[Object location annotation rows]
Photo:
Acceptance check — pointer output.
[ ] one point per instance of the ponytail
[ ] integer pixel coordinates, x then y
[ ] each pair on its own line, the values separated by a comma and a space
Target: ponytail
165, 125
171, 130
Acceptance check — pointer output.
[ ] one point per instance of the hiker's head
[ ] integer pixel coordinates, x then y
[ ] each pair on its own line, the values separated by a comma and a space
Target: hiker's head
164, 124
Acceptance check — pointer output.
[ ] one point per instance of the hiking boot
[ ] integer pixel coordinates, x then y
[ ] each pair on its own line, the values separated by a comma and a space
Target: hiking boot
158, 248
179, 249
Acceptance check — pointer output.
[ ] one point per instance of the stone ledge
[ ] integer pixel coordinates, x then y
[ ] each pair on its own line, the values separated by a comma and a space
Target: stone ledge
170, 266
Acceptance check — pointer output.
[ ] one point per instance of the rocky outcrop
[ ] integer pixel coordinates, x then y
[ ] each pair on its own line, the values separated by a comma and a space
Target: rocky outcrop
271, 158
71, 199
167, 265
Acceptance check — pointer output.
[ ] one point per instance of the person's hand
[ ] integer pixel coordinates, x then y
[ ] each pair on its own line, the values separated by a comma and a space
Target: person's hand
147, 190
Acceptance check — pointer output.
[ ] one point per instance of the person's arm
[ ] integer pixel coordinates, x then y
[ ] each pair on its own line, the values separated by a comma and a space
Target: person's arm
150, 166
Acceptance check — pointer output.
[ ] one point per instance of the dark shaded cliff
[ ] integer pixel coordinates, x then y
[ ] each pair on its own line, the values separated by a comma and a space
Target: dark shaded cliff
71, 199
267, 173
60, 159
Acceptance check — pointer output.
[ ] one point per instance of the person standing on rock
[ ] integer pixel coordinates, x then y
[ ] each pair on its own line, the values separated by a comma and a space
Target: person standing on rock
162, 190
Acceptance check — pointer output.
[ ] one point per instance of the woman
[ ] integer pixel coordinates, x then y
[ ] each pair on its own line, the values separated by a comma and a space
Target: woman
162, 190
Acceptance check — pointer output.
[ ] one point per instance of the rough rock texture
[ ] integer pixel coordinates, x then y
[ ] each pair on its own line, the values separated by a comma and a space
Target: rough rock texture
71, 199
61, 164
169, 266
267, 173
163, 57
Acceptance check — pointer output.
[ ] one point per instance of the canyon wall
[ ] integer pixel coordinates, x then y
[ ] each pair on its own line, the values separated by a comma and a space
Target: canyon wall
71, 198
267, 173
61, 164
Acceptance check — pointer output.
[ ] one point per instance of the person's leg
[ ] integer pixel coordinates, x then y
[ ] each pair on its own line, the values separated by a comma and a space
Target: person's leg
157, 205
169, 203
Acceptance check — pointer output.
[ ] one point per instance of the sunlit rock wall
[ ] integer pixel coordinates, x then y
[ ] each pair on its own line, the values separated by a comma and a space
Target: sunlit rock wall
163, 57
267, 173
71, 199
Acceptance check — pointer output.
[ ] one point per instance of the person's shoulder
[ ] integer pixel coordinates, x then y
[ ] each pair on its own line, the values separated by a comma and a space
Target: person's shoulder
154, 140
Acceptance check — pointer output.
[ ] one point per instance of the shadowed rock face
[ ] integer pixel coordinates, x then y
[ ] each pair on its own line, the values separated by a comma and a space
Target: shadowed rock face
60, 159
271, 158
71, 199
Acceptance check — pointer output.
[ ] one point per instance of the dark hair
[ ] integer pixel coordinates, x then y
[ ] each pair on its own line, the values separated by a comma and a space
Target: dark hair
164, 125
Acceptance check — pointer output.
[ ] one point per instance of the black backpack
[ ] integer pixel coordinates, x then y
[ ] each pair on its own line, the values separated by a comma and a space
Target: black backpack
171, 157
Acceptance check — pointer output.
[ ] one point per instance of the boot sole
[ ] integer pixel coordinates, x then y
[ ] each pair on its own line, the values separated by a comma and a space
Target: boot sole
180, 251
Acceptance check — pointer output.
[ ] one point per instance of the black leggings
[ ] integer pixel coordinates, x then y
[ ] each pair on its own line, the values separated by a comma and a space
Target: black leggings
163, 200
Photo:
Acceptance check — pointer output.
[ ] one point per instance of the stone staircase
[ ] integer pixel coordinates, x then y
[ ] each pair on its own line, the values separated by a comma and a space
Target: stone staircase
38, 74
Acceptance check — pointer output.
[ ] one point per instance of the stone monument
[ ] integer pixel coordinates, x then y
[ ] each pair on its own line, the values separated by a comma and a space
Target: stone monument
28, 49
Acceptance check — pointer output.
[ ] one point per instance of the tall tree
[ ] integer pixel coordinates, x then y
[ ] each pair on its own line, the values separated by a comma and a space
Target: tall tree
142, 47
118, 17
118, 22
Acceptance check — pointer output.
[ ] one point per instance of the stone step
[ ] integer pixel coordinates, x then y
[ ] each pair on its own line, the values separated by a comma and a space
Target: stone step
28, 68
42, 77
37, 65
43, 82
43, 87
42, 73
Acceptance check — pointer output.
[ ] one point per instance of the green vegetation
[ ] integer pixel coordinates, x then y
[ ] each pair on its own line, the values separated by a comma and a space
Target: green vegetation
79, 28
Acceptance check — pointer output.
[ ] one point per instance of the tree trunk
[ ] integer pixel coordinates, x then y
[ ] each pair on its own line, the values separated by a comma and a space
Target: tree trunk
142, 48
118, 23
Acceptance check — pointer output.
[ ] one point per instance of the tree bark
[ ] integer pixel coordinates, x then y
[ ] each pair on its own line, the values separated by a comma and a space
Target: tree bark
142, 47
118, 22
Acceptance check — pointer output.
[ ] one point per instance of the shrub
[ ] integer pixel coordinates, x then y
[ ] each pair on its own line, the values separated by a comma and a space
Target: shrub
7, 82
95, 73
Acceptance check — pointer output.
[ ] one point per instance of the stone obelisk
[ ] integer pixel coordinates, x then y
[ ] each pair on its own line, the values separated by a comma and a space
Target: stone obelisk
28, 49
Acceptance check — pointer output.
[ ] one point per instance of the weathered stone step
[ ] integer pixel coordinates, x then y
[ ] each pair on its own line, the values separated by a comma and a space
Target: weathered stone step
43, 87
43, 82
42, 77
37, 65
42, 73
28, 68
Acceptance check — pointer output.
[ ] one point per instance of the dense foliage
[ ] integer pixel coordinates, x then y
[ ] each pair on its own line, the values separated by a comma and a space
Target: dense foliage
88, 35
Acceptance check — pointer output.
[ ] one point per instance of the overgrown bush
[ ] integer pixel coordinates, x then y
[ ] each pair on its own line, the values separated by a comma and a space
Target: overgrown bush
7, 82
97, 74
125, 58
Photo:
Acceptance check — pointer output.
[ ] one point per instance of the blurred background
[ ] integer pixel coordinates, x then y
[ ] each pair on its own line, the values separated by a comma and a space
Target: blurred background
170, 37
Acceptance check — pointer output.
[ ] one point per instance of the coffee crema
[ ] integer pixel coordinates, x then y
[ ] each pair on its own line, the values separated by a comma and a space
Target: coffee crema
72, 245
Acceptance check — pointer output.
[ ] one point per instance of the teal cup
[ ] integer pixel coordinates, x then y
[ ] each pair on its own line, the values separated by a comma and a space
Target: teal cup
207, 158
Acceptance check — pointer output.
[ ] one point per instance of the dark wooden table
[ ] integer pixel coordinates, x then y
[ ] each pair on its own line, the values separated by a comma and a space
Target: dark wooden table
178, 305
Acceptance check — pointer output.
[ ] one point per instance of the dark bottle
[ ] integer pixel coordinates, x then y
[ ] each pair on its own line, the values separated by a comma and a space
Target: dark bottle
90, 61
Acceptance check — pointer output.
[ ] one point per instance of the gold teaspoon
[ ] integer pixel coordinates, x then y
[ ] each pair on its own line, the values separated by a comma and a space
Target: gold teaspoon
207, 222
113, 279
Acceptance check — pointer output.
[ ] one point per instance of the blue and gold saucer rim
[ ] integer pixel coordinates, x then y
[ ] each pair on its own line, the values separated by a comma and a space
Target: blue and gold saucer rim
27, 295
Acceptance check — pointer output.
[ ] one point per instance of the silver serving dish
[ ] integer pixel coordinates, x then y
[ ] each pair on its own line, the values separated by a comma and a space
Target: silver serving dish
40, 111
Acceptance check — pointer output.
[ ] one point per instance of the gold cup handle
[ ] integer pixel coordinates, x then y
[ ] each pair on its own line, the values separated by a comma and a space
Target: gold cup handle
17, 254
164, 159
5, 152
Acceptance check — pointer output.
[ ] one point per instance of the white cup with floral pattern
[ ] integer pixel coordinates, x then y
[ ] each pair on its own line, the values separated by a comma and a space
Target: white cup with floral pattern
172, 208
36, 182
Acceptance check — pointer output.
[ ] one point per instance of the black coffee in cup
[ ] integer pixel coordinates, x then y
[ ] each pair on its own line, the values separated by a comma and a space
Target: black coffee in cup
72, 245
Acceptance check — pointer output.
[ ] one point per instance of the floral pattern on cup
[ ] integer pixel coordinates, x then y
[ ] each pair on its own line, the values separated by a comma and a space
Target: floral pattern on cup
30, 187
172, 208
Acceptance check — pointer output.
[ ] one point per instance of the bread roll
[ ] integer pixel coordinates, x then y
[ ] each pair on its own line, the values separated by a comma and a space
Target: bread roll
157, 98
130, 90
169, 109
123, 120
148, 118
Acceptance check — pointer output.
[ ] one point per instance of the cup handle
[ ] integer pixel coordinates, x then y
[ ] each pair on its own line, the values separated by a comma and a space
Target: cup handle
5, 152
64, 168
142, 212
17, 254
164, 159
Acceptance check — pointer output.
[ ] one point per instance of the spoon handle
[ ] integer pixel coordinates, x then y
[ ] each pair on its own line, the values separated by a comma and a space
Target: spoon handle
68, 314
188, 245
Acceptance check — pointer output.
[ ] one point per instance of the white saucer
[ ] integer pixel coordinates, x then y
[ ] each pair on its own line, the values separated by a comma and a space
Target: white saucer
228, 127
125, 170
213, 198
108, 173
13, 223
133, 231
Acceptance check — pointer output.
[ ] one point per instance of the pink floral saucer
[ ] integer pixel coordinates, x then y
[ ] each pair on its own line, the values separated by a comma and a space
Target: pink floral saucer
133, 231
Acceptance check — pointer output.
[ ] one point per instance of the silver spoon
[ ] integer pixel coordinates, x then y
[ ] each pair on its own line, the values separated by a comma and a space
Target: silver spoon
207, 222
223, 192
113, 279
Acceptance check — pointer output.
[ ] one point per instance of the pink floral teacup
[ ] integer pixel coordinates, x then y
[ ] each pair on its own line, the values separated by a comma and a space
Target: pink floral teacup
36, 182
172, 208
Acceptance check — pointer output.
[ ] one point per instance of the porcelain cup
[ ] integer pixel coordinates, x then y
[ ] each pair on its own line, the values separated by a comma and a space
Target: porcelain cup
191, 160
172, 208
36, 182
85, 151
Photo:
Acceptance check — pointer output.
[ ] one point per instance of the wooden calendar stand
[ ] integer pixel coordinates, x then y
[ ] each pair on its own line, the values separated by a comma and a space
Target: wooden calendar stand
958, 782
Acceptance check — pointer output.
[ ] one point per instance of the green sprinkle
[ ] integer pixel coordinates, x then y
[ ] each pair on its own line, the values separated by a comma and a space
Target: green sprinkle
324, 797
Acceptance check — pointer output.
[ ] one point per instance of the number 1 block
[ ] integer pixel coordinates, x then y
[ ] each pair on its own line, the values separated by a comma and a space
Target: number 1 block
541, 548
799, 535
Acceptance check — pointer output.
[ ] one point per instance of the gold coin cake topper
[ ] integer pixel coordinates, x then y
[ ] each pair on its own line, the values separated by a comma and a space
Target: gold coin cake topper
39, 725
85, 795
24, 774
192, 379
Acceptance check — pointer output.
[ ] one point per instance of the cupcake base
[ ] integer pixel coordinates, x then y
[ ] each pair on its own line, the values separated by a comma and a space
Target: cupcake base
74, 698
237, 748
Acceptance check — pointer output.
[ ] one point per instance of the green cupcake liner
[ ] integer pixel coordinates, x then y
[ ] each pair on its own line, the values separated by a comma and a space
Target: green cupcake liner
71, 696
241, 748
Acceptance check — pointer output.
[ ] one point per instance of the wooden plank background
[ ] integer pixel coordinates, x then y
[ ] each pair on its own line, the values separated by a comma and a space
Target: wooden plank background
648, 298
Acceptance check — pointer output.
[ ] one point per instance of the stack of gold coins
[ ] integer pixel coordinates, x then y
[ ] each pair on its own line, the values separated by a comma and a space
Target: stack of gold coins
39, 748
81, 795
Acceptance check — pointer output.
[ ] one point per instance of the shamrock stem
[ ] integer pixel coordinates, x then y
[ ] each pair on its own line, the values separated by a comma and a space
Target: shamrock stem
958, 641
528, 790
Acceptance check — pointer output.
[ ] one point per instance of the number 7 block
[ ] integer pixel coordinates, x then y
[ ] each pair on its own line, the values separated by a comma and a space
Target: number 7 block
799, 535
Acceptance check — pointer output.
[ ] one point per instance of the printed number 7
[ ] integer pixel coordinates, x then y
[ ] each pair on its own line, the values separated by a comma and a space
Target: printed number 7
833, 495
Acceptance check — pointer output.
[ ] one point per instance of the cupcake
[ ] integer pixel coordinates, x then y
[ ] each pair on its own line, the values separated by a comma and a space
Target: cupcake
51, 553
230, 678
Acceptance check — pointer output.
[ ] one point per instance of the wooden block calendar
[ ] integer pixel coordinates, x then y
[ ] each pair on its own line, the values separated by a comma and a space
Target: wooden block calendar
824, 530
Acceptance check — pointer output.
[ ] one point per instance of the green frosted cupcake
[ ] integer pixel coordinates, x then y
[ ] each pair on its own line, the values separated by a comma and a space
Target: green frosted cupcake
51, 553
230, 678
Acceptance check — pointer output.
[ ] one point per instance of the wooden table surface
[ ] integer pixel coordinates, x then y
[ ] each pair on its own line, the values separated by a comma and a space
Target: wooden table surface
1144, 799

## Aim of the exercise
Please copy each line from the rows above that contains the string "printed", treating uppercase and lowercase as different.

## Answer to the problem
[ ] one point per instance of the printed number 7
Target: printed number 7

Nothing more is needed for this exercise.